» YOUR ASSIGNMENT: Repeat the entries exactly. Leave nothing out.

▼▼▼

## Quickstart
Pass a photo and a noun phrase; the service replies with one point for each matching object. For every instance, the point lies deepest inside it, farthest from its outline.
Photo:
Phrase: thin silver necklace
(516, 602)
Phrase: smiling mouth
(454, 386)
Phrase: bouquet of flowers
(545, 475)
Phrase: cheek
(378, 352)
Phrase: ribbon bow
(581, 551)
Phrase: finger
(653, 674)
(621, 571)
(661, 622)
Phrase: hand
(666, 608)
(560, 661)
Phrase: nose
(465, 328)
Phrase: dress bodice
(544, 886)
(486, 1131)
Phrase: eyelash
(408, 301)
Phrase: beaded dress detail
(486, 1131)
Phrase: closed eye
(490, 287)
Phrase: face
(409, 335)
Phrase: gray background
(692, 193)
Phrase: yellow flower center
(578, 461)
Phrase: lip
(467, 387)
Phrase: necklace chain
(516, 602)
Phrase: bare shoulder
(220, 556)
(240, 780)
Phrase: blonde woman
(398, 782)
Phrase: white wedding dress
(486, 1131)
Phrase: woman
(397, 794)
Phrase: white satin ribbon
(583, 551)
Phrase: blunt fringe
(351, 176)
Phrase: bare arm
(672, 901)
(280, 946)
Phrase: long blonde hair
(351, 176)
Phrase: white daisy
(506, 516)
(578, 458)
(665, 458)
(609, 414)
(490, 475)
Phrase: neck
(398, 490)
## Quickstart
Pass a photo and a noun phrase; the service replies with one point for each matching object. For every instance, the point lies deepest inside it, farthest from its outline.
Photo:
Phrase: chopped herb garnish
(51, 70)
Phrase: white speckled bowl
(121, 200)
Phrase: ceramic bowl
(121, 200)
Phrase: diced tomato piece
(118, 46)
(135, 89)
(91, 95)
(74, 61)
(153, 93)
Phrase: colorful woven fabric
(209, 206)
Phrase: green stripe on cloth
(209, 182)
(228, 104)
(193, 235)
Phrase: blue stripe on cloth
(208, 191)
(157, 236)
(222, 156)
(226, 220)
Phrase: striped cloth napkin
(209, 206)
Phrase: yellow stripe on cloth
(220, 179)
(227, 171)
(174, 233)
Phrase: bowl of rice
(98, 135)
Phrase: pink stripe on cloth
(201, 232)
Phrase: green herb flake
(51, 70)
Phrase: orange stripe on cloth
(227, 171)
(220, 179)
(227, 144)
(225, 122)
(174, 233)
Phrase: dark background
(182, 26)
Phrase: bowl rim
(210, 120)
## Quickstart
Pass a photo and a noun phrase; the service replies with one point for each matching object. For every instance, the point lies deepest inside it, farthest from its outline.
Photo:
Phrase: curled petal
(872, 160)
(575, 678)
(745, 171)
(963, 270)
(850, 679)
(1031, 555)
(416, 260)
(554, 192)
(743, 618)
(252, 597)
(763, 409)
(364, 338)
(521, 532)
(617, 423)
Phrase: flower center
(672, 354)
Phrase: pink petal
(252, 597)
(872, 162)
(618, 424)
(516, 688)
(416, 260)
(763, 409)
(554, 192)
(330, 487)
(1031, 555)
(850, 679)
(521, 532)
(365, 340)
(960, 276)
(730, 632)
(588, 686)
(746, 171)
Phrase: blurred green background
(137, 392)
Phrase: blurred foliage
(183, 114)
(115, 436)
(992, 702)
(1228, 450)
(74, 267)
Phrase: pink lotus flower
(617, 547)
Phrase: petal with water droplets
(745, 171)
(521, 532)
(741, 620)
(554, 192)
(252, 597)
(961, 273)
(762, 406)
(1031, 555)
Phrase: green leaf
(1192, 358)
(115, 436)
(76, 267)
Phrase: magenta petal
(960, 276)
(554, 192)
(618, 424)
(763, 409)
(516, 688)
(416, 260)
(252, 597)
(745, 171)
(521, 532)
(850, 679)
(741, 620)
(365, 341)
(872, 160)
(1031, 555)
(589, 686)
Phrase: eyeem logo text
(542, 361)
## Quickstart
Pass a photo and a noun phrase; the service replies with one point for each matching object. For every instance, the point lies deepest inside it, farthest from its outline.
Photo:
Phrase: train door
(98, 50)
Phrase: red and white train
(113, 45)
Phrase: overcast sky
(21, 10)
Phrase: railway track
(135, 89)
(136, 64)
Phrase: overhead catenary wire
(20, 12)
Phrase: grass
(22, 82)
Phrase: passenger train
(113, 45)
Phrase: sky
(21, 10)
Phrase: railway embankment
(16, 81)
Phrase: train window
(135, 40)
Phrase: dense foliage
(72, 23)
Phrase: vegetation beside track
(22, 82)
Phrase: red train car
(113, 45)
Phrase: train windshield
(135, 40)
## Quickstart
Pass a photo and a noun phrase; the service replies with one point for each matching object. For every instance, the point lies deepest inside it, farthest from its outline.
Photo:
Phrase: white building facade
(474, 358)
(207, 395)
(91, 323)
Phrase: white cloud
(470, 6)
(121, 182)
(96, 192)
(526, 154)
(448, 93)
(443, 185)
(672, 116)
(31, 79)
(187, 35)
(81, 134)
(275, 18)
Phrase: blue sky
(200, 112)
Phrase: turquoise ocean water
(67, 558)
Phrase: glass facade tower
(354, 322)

▲▲▲

» ANSWER FOR THE TASK:
## Quickstart
Pass a photo and a noun phrase; the service replies with one point for each matching object. For every instance, the point lies deepest inside it, farthest from its outline.
Photo:
Phrase: thin silver necklace
(516, 602)
Phrase: smiling mouth
(454, 386)
Phrase: bouquet of flowers
(545, 475)
Phrase: cheek
(378, 352)
Phrase: ribbon bow
(581, 551)
Phrase: finger
(653, 674)
(621, 571)
(661, 622)
Phrase: hand
(666, 608)
(560, 661)
Phrase: nose
(465, 328)
Phrase: dress bodice
(544, 886)
(486, 1131)
Phrase: eyelash
(408, 301)
Phrase: beaded dress detail
(486, 1131)
Phrase: closed eye
(490, 287)
Phrase: face
(409, 335)
Phrase: gray background
(692, 193)
Phrase: yellow flower center
(578, 461)
Phrase: lip
(467, 387)
Phrase: necklace chain
(516, 602)
Phrase: bare shoulder
(220, 556)
(240, 780)
Phrase: blonde woman
(398, 782)
Phrase: white wedding dress
(486, 1131)
Phrase: woman
(397, 794)
Phrase: white satin ribbon
(583, 551)
Phrase: blunt fringe
(351, 176)
Phrase: bare arm
(672, 901)
(280, 946)
Phrase: long blonde hair
(351, 176)
Phrase: white daisy
(506, 516)
(578, 458)
(665, 458)
(609, 414)
(490, 475)
Phrase: neck
(398, 490)
## Quickstart
Pass a photo and a noun phrase; the service replies with one point for each matching object. For every instance, the point lies deepest inside it, farthest from its outline.
Photo:
Phrase: chopped herb garnish
(51, 70)
Phrase: white speckled bowl
(121, 200)
Phrase: ceramic bowl
(121, 200)
Phrase: diced tomato piece
(118, 46)
(135, 89)
(91, 95)
(74, 61)
(153, 93)
Phrase: colorful woven fabric
(209, 206)
Phrase: green stripe on cloth
(209, 182)
(228, 104)
(193, 235)
Phrase: blue stripe on cloth
(208, 191)
(157, 236)
(222, 156)
(226, 220)
Phrase: striped cloth napkin
(209, 206)
Phrase: yellow stripe on cloth
(220, 179)
(227, 171)
(174, 233)
Phrase: bowl of rice
(98, 135)
Phrase: pink stripe on cloth
(201, 232)
Phrase: green herb flake
(51, 70)
Phrase: orange stripe on cloth
(227, 171)
(220, 179)
(227, 144)
(225, 122)
(174, 233)
Phrase: dark background
(182, 26)
Phrase: bowl rim
(210, 120)
## Quickstart
Pass a photo and a noun phrase; the service replies with one point for each matching object. For every instance, the point lies deepest inside it, farthest from its outline.
Photo:
Phrase: curled petal
(872, 160)
(575, 678)
(745, 171)
(963, 270)
(850, 679)
(1031, 555)
(416, 260)
(554, 192)
(743, 618)
(252, 597)
(763, 409)
(364, 338)
(521, 532)
(617, 423)
Phrase: flower center
(672, 354)
Phrase: pink petal
(252, 597)
(872, 162)
(618, 424)
(516, 688)
(416, 260)
(763, 409)
(554, 192)
(330, 487)
(1031, 555)
(850, 679)
(521, 532)
(365, 340)
(960, 276)
(730, 632)
(588, 686)
(746, 171)
Phrase: blurred green background
(137, 392)
Phrase: blurred foliage
(183, 114)
(115, 436)
(992, 702)
(1228, 450)
(74, 267)
Phrase: pink lotus flower
(617, 547)
Phrase: petal with water droplets
(745, 171)
(521, 532)
(741, 620)
(554, 192)
(252, 597)
(961, 273)
(762, 406)
(1031, 555)
Phrase: green leaf
(1192, 358)
(115, 436)
(76, 267)
Phrase: magenta petal
(960, 276)
(554, 192)
(618, 424)
(763, 409)
(516, 688)
(416, 260)
(252, 597)
(745, 171)
(521, 532)
(850, 679)
(741, 620)
(365, 341)
(872, 160)
(1031, 555)
(589, 686)
Phrase: eyeem logo text
(542, 361)
## Quickstart
Pass a photo and a noun phrase; the service replies with one point for each matching object. For every instance, the point lies deepest inside it, farthest from its outline.
Photo:
Phrase: train door
(98, 50)
Phrase: red and white train
(113, 45)
Phrase: overcast sky
(21, 10)
Phrase: railway track
(135, 89)
(136, 64)
Phrase: overhead catenary wire
(20, 12)
Phrase: grass
(22, 82)
Phrase: passenger train
(113, 45)
Phrase: sky
(21, 10)
Phrase: railway embankment
(16, 81)
Phrase: train window
(135, 40)
Phrase: dense foliage
(72, 23)
Phrase: vegetation beside track
(22, 82)
Phrase: red train car
(113, 45)
Phrase: train windshield
(135, 40)
## Quickstart
Pass a photo and a noun phrase; the service replies with one point for each matching object. For every instance, the point lies deepest inside it, farthest from its outline.
Photo:
Phrase: white building facade
(474, 358)
(207, 395)
(91, 323)
Phrase: white cloud
(470, 6)
(121, 182)
(96, 192)
(526, 154)
(448, 93)
(443, 185)
(672, 116)
(31, 79)
(187, 35)
(81, 134)
(275, 18)
Phrase: blue sky
(200, 112)
Phrase: turquoise ocean water
(67, 558)
Phrase: glass facade tower
(354, 322)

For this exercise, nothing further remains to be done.